Activity: From the entries, copy out every line in which the word "below" is found.

*** Exercise input Section Begins ***

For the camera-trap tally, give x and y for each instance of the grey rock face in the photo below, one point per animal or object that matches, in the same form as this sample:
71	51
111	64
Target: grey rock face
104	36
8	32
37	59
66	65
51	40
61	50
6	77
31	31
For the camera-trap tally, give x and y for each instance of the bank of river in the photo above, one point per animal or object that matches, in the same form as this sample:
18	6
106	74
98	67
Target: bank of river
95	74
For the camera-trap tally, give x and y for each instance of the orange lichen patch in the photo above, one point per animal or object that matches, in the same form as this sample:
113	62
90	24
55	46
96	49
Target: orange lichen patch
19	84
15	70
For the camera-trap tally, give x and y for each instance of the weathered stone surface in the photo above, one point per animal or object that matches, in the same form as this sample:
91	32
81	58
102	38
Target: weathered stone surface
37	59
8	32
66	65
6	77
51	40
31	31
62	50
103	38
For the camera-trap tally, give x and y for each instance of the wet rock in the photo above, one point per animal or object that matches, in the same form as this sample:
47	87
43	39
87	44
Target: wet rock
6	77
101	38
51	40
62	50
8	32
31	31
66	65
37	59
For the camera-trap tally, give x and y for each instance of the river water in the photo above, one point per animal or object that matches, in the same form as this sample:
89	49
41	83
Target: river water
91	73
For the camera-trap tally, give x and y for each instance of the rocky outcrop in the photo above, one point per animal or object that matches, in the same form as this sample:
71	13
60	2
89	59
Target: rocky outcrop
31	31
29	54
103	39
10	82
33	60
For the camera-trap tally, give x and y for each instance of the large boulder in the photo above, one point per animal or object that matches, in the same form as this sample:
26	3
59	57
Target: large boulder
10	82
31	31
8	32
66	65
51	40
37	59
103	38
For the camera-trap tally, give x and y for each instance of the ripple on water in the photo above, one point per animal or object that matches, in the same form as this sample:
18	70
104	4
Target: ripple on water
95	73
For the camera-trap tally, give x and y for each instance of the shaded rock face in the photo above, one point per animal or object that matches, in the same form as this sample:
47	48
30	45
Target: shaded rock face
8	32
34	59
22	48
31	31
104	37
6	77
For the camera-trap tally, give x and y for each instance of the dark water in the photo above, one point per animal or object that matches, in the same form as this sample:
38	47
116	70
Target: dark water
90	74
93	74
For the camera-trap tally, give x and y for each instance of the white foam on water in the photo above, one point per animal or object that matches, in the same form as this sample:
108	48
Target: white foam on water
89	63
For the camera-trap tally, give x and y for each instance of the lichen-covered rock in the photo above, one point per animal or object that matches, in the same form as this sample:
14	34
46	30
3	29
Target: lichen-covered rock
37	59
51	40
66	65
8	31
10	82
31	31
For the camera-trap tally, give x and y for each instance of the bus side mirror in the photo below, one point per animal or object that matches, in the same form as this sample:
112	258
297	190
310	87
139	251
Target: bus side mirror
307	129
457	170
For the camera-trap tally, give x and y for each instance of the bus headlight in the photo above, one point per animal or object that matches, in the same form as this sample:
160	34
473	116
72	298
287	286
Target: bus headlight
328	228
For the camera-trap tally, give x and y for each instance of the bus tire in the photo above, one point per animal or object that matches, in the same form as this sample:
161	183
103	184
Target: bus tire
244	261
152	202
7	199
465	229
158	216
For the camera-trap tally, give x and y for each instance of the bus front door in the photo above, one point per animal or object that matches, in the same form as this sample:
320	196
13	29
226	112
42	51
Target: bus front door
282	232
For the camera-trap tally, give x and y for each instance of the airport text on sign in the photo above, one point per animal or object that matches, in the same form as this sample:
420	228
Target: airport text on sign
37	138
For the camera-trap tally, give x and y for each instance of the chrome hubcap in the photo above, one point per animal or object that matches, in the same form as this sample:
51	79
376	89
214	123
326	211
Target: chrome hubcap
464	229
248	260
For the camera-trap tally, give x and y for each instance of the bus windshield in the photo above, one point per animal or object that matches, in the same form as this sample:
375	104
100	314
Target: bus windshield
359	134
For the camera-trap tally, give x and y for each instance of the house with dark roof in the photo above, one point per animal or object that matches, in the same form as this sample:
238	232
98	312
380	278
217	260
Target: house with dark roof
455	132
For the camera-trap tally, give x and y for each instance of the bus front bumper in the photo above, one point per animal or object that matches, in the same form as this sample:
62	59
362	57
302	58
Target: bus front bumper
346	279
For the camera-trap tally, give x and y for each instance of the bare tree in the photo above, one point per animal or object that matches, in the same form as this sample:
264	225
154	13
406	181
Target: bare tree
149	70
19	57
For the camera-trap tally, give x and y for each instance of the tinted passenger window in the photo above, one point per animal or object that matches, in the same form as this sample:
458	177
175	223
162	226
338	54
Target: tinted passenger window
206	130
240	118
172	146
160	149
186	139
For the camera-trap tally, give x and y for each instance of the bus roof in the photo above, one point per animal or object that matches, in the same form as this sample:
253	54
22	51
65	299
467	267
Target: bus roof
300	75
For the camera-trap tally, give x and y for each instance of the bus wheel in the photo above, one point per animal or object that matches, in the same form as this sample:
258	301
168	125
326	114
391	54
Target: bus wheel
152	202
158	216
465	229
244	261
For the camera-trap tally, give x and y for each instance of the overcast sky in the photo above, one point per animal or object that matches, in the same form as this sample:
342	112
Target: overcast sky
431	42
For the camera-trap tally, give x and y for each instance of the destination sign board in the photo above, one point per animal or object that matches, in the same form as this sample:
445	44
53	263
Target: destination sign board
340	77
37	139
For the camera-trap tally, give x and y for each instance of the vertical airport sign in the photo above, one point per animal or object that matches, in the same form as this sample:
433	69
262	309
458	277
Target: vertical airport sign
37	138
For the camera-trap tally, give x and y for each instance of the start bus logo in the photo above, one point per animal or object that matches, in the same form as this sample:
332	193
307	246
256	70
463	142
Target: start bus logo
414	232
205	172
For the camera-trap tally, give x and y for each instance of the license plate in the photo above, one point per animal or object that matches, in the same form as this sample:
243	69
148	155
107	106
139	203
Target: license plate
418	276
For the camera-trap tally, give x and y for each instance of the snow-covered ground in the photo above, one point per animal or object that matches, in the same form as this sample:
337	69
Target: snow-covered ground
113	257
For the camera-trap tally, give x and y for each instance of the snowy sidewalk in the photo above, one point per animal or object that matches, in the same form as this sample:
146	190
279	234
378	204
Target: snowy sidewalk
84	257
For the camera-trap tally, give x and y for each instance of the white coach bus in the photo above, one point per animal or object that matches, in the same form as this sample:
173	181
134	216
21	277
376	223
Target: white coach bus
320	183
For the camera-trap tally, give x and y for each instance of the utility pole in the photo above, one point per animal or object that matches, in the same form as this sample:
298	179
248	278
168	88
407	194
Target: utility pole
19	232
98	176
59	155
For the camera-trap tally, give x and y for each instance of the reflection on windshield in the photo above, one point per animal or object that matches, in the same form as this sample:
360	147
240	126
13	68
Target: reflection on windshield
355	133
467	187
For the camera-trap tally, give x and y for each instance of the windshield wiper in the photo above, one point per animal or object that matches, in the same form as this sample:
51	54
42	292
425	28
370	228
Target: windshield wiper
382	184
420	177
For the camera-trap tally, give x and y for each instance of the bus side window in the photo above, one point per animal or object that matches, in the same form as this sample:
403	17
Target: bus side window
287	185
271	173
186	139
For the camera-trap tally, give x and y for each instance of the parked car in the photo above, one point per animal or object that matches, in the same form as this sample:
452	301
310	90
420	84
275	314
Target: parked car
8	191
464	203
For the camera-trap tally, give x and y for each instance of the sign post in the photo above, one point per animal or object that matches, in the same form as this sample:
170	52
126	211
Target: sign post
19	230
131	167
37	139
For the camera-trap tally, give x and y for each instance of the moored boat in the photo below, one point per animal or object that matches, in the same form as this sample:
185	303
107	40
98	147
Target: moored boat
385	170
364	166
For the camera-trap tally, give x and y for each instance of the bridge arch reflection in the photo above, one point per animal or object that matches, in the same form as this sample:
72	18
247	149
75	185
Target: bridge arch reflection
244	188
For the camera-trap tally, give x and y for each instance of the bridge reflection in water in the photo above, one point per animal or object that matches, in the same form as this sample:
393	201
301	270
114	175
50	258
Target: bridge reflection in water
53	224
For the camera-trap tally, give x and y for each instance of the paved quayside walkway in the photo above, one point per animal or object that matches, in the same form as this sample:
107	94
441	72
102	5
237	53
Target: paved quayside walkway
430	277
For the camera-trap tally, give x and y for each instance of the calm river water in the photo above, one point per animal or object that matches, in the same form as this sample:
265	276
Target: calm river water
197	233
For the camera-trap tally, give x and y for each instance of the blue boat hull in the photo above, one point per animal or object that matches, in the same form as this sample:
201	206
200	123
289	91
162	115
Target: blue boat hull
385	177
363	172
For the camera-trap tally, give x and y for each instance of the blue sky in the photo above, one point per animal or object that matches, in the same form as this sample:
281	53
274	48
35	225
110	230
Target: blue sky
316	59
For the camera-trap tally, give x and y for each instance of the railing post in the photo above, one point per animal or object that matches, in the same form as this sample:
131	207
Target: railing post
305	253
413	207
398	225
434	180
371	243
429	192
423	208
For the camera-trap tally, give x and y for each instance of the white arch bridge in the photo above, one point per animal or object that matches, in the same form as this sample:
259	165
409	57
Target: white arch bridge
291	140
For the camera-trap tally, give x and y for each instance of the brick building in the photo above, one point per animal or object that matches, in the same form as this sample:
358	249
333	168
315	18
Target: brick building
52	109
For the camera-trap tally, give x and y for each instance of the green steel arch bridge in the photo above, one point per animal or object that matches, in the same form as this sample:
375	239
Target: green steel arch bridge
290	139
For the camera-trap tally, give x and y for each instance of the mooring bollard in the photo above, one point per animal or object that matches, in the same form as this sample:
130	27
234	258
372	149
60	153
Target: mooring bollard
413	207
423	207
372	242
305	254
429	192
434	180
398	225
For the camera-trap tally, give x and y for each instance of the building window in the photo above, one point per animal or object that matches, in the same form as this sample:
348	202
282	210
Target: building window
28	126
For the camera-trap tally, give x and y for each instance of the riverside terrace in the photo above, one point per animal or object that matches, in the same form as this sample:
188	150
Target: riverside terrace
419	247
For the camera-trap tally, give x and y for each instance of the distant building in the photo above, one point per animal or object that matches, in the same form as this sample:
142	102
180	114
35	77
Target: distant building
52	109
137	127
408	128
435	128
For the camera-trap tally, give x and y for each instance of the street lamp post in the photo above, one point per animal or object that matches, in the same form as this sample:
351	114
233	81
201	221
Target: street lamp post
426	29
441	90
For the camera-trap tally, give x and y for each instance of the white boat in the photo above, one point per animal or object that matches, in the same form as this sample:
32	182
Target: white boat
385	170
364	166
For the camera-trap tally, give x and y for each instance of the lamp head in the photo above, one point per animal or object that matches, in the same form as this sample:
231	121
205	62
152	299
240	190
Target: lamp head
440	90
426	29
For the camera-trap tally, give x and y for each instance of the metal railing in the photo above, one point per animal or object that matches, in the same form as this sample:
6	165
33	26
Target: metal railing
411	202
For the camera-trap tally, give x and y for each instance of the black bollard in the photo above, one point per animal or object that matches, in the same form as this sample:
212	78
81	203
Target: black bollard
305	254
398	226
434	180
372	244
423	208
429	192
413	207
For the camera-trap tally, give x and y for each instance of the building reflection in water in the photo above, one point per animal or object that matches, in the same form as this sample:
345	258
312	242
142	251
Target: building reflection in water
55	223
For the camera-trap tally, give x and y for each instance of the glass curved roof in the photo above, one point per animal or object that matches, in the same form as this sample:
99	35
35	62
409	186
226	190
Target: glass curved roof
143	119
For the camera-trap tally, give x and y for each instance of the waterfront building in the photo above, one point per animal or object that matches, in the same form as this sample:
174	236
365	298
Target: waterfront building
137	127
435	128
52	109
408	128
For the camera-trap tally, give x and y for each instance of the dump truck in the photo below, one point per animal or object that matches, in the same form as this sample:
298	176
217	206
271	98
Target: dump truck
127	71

*** Exercise input Section Ends ***

Response to the task:
For the camera-trap tally, give x and y for each instance of the grey rock face in the photo below, one point per animal or object that matches, in the same form as this sample:
For the camera-trap tally, give x and y for each instance of the bus side mirror in the photo below, one point per animal or object that matches, in the same form as this sample:
For the camera-trap tally, give x and y for each instance of the moored boat in the photo below, one point per animal or object that matches, in the same form as this sample:
For the camera-trap tally, give x and y for each instance of the dump truck in the photo below, one point per animal or object that matches, in the same form as this sample:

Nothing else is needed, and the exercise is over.